• Work to do
Provide an exact copy of the data, excluding the images.

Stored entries
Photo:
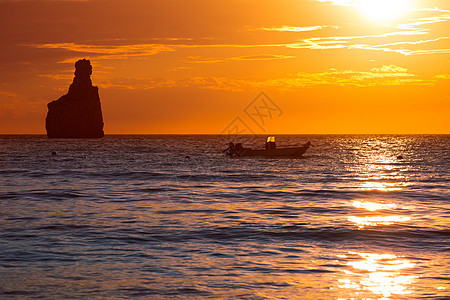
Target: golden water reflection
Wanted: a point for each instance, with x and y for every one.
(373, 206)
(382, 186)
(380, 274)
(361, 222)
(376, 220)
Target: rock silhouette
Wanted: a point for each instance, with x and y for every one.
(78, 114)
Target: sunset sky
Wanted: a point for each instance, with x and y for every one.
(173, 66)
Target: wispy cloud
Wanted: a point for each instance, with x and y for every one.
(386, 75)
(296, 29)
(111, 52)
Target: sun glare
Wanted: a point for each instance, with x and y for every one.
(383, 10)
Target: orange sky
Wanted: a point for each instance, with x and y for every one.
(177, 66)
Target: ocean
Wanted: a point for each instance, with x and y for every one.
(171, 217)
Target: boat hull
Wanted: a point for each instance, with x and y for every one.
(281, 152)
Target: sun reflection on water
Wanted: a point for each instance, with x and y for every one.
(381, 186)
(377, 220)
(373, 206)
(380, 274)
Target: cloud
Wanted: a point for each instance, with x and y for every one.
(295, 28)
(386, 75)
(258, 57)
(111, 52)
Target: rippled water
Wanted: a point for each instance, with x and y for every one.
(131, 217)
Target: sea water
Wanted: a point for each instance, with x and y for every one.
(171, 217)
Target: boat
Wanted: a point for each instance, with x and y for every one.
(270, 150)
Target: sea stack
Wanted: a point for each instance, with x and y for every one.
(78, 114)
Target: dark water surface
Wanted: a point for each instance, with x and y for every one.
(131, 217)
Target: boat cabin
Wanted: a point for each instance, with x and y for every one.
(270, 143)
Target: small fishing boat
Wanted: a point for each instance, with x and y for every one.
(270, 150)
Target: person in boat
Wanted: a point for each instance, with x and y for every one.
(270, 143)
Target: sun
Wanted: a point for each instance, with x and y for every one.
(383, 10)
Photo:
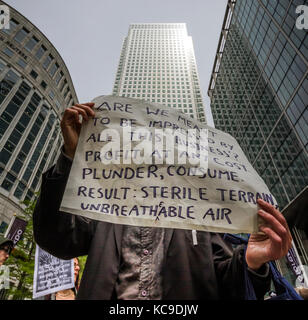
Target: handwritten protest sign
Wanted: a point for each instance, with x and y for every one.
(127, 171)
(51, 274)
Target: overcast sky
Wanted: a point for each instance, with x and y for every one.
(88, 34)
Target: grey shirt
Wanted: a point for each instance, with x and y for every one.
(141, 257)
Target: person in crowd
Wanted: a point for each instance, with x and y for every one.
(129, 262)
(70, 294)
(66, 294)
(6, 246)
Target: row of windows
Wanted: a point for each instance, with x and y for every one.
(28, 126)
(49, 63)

• Response for this exercise
Photo:
Target: golden water reflection
Wanted: a point for each instance, with x and y for every one.
(373, 206)
(382, 186)
(380, 274)
(361, 222)
(376, 220)
Target: rock silhouette
Wanted: a point for each instance, with x and y for every one.
(78, 114)
Target: sunset sky
Wanted: a point for each instance, with x and y for every one.
(173, 66)
Target: wispy cloud
Wanted: a point for each instance, with x and y for every one.
(386, 75)
(296, 29)
(111, 52)
Target: sun glare
Wanted: a point for each instance, with x and y for every one.
(383, 10)
Target: orange sky
Wanted: a point for each instance, with x and y for every one.
(177, 66)
Target: ocean
Wanted: a point for each instance, with x and y for every one.
(171, 217)
Target: boat hull
Wanted: a point for each instance, with x and y for every one.
(281, 152)
Target: sun reflection on water
Wanted: a point for each instance, with x and y for every one.
(381, 186)
(377, 220)
(373, 206)
(380, 274)
Target: cloud
Wanted: a point for each instance, with x and y for every one.
(295, 28)
(386, 75)
(258, 57)
(111, 52)
Target: rippled water
Wanted: a point for each instance, with x and y for every one.
(131, 217)
Target: sea water
Wanted: a point for each instance, with x and y for every one.
(171, 217)
Target: boat
Wanted: a point for each instance, with x and y for every one.
(270, 150)
Target: sea stack
Wanted: a point for each instance, with x and y for every one.
(78, 114)
Target: dark water surface
Wanted: a point for each instance, with x and y for every one.
(131, 217)
Target: boat cabin
Wanted: a point for each instance, with x and y for every one.
(270, 143)
Target: small fishing boat
Wanted: a point for each instance, with x and y for every one.
(270, 150)
Target: person in boat
Wanted: a point for each instance, with x and y for every one.
(270, 143)
Target: sun
Wanted: a point for each instance, with x and y for every one.
(383, 10)
Photo:
Target: handwritten protest sign
Wanted: a point for each instance, with x and y for every one.
(127, 171)
(51, 274)
Target: overcast sky
Wanted: a point for each instance, with x and y for every one.
(88, 34)
Target: grey shirt
Wanted: a point for each instance, with x and y for every one.
(141, 257)
Target: person in crowd
Wanted: a point for each instance, with x and y for every one.
(129, 262)
(70, 294)
(66, 294)
(6, 246)
Target: row of windows
Wanted: a point for each instance, with x and y for every one.
(28, 126)
(49, 63)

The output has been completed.